» **Written problem 1**
Filter the rows below, keeping only each line that contains the string "carved".

# START OF Selected extract

The canonical example of a homoiconic tree processing language is XSLT. But you probably don't want to write (nor read) anything substantial in it.

Jörg W Mittag
+1  A: 

OP appears to be interested in langauges that process trees and have some parallelism support.

Our DMS Software Reengineering Toolkit is a general-purpose program analysis and transformation engine. It parses programmming language source text into trees (OP's first interest), enables analysis and processing of those trees, and regeneration of source text from those trees. DMS is driven by explicit grammars that describe the language being processed, and it has a lot of production-quality langauge definitions available for it.

DMS's tree processing machinery provide support for parallelism at two different levels, one supported directly by DMS's underlying parallel programming langauge, PARLANSE, which is inspired by LISP but isn't nearly so dynamic.

PARLANSE provides for "teams" of parallel activities called "grains" (as in sand on a beach, the idea is that there are lots of grains). Teams may be structured dynamically, by (classically) forking new grains and adding them to a (dynamic) team; this is useful but not spectacularly fast. Teams may be structured statically, including "fork this fixed size set of grains as pure parallel":

(|| a b c)

and "create a set of grains whose execution order is controlled by a specified partial order" (!| ... ). You write the partial order directly in the fork call:

(!| step1 a
    step2 b
    step3 (>> step1 step2) c
    step4 (>> step2) d )

which encodes the fact that action c occurs after (later >> in time )) actions a and b complete. The statically formed teams are precompiled by the PARLANSE compiler into pretty efficient structures in that the grains can be launched and killed very quickly, allowing pretty small grain size (a few hundred instructions). Standard parallelism libraries have lots higher overhead than this.

The basic method for processing trees is pretty conventional: there's a PARLANSE library of facilities for inspecting tree nodes, walking up and down the tree, creating new nodes and splicing them in place. Recursive procedures are often used to visit/update a tree.

The key observation here is that a tree visit which visits some set of children can be coded sequentially, or easily coded as a static parallel team. So it is pretty easy to manually code parallel tree visits, at the cost of writing lots of special cases to parallel-fork for each tree node type. There's the "divide and conquer" that seems of interest to the OP. (You can of course enumerate a nodes' childern, and using a dynamic team to fork grains for each child, but this isn't as fast). This is the first level of parallelism used to process trees in DMS.

# END OF Selected extract

» **Written problem 2**
Please resume the excerpt on parallel tree processing in PARLANSE above, continuing after its last sentence.

# START OF Records for this exercise

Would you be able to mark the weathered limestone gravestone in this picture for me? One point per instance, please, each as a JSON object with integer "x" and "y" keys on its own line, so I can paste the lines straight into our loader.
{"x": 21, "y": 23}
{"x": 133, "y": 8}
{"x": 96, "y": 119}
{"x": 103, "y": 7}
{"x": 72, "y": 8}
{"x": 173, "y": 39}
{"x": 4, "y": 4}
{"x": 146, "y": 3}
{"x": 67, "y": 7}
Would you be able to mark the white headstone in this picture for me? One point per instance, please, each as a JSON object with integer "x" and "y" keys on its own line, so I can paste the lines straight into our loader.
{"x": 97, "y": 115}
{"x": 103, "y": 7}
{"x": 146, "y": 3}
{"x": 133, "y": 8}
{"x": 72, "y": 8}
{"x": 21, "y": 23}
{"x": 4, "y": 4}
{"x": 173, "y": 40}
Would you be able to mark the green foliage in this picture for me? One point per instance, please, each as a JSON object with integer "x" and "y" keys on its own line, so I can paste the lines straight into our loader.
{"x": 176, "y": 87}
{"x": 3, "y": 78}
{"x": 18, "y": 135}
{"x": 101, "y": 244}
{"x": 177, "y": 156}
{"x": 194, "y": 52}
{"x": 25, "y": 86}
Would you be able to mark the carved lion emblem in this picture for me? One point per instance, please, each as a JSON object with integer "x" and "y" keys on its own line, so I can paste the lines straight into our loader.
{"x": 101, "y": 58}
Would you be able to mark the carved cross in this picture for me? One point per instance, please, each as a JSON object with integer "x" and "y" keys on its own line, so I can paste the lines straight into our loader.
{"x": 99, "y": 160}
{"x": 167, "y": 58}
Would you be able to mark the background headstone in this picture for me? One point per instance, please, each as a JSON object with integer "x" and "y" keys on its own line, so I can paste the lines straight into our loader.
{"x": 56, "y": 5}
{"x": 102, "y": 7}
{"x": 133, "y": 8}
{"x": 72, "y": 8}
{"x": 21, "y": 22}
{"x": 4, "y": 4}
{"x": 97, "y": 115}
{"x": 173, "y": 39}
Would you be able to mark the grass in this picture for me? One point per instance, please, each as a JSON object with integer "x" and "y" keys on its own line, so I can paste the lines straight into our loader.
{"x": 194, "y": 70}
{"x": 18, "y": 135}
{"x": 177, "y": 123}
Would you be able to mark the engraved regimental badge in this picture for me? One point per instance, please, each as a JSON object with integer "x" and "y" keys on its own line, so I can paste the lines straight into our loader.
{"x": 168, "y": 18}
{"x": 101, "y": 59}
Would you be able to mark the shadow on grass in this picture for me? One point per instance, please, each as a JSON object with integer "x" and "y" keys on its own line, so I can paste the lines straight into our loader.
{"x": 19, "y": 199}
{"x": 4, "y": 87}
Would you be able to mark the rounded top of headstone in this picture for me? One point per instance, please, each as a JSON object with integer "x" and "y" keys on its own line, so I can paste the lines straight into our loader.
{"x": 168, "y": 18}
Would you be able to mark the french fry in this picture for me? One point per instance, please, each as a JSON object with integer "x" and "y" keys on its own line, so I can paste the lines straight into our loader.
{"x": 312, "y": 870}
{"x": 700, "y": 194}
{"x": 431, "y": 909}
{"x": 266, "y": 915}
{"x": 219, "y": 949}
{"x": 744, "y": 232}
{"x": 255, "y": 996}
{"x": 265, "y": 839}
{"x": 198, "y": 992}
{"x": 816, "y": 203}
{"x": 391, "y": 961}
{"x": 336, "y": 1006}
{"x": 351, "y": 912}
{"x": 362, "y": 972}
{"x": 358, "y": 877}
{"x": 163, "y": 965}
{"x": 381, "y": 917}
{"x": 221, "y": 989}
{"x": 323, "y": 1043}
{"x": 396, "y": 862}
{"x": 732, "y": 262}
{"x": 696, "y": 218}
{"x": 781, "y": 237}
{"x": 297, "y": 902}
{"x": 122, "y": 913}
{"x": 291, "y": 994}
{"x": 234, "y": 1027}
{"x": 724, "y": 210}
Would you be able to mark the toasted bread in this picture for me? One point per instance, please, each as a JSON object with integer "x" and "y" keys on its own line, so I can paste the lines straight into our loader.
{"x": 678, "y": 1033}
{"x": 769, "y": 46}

# END OF Records for this exercise

» **Right answer 1**
Would you be able to mark the carved lion emblem in this picture for me? One point per instance, please, each as a JSON object with integer "x" and "y" keys on its own line, so I can paste the lines straight into our loader.
Would you be able to mark the carved cross in this picture for me? One point per instance, please, each as a JSON object with integer "x" and "y" keys on its own line, so I can paste the lines straight into our loader.

» **Right answer 2**
The second level of parallelism comes through a DMS-supplied DSL that implements an attribute grammar (AG)s.

AGs are functional languages that decorate the BNF with a set of computations. One can write a simple calculator with an AG in DMS:

   sum = sum + product;
        <<Calculator>>:  sum[0].result = sum[1].result + product.result;

This causes an attribute, "result" to be computed for the root (sum[0]) by combining the result attribute from the first child (sum[1]) and the second child (product.result). So-called synthesized attributes propagates information up the tree from the leaves; inherited attributes propagate information down from parents. Attribute grammars in general and DMS's AG allow mixing these, so information can flow up and down the tree in arbitrary order.

Most AGs are purely functional, e.g., no side effects; DMS's allows side effects which complicates the notation but is pretty useful in practice. A nice example is construction of symbol tables by attribute evaluation; current-scope is passed down the tree, local-declaration blocks create new current scopes and pass them down, and individual declarations store symbol table data into the symbol table entry received from a parent.

DMS's AG compiler analyzes the attribute computations, determines how information flows across the entire tree, and then generates a parallel PARLANSE program to implement the information flow per tree node type. It can do a data flow analysis on each AG rule to determine the information flow and what has to happen first vs later vs. last. For our simple sum rule above, it should be clear that the attributes of the children have to computed before the attribute for root can be computed. It turns out that PARLANSE's partial order construction are a perfect way to encode this information, and even nicely handles the side-effects we added to AGs.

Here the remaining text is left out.